------ Dataset records ------
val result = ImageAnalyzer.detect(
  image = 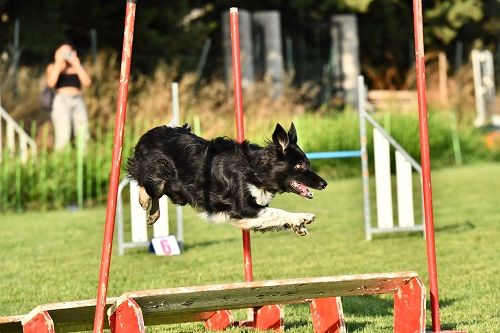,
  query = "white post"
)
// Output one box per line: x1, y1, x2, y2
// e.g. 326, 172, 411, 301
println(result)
396, 151, 415, 227
172, 82, 181, 126
130, 180, 148, 243
6, 120, 16, 153
373, 128, 394, 228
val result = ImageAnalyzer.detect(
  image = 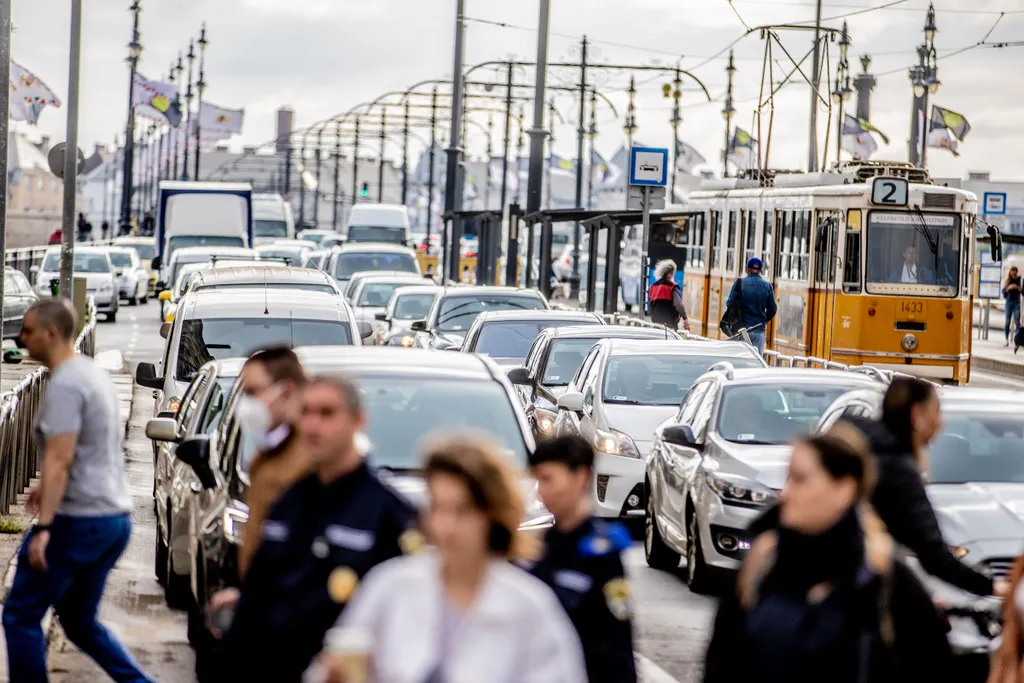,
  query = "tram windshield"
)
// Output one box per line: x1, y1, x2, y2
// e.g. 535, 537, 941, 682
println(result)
866, 211, 962, 297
------
# Problem requirements:
List each line of the data above that contains the string "query".

# Task output:
  query = "white post"
  query = "tram windshield"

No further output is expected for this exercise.